**Objective**
Copy out all the entries word for word.

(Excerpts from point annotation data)
[start]

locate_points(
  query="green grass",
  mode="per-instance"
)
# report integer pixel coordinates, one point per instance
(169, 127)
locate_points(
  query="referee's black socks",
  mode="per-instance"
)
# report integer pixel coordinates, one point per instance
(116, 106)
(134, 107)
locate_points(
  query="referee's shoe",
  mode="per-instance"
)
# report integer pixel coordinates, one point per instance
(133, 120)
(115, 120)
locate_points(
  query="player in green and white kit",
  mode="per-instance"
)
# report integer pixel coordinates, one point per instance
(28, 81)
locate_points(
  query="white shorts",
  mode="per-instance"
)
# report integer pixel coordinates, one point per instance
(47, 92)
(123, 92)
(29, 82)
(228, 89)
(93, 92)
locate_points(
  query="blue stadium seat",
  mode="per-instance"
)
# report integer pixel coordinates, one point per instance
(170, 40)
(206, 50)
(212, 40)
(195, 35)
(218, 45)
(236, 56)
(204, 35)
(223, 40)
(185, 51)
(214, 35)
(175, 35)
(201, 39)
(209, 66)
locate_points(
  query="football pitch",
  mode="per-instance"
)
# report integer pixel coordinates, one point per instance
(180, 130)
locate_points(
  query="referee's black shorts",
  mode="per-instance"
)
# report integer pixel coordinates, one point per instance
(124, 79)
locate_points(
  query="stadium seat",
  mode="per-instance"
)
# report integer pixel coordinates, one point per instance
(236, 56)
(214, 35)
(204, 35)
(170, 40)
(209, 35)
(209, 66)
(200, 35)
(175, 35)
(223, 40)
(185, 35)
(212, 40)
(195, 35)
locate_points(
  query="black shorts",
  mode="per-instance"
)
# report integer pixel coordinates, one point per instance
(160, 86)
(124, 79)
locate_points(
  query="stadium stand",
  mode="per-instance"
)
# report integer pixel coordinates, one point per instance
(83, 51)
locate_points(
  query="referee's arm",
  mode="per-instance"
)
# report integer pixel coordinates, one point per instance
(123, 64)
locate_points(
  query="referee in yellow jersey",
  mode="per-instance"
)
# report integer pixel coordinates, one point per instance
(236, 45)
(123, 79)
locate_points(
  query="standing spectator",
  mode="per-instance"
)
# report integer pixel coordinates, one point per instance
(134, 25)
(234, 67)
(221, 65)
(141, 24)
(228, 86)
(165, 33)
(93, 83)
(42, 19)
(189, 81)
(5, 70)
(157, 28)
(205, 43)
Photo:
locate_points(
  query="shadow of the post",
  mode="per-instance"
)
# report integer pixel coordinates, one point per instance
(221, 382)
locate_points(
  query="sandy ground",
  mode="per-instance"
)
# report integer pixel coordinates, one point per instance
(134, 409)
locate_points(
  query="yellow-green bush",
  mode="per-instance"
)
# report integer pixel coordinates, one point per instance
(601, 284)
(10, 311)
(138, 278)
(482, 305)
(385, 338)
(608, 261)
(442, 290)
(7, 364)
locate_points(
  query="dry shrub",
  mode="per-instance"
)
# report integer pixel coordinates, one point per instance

[end]

**Problem solution**
locate_points(
  query="green grass",
  mode="per-instance"
)
# report integer pixel coordinates, one point per instance
(169, 127)
locate_points(
  query="referee's black socks",
  mode="per-instance"
)
# report integer pixel coordinates, one point per instance
(116, 106)
(134, 107)
locate_points(
  query="referee's shoe",
  mode="per-instance"
)
# report integer pixel coordinates, one point per instance
(133, 120)
(115, 120)
locate_points(
  query="player in green and white kit",
  mode="per-instance"
)
# report integer pixel coordinates, one point per instance
(28, 81)
locate_points(
  query="white shorts",
  mode="per-instance"
)
# report integer pixel coordinates, one point per instance
(47, 92)
(123, 92)
(29, 82)
(228, 89)
(93, 92)
locate_points(
  query="blue stadium seat",
  mode="per-instance"
)
# report integer pixel coordinates, one point per instance
(170, 40)
(206, 50)
(212, 40)
(195, 35)
(218, 45)
(236, 56)
(204, 35)
(223, 40)
(185, 51)
(214, 35)
(175, 35)
(201, 39)
(209, 66)
locate_points(
  query="football pitch",
  mode="per-instance"
)
# report integer pixel coordinates, one point per instance
(180, 130)
locate_points(
  query="referee's black shorts",
  mode="per-instance"
)
# report integer pixel coordinates, one point per instance
(124, 79)
locate_points(
  query="stadium seat",
  mode="per-instance"
)
# report integer pixel coordinates, one point per instance
(236, 56)
(214, 35)
(204, 35)
(170, 40)
(209, 35)
(209, 66)
(200, 35)
(175, 35)
(223, 40)
(185, 35)
(212, 40)
(195, 35)
locate_points(
  query="black shorts",
  mode="per-instance"
)
# report integer pixel coordinates, one point per instance
(160, 86)
(124, 79)
locate_points(
  query="stadium stand",
  mode="per-instance"
)
# report integer pixel coordinates, one point per instance
(83, 51)
locate_points(
  query="referee's arm",
  mode="per-instance"
)
# report integer pixel coordinates, one point per instance
(123, 64)
locate_points(
  query="referee in yellow jersey",
  mode="per-instance"
)
# report integer pixel coordinates, one point per instance
(236, 45)
(123, 79)
locate_points(
  query="standing spectator",
  mode="per-instance"
)
# report integer pixel coordinates, one point per instance
(134, 25)
(234, 67)
(221, 65)
(141, 24)
(228, 86)
(165, 33)
(93, 83)
(42, 19)
(189, 81)
(5, 70)
(157, 28)
(205, 43)
Photo:
locate_points(
  query="shadow of the post",
  mode="per-instance"
)
# report integer pixel coordinates, one point per instance
(221, 382)
locate_points(
  query="sandy ground",
  mode="per-instance"
)
# report integer pixel coordinates, one point per instance
(134, 409)
locate_points(
  query="yellow-green bush",
  mode="per-instance"
)
# report integer pixel coordinates, one point per instance
(601, 284)
(10, 311)
(138, 278)
(482, 305)
(385, 338)
(608, 261)
(442, 290)
(7, 364)
locate_points(
  query="dry shrub",
  mode="per-instance"
)
# report integer pixel coordinates, one point per instance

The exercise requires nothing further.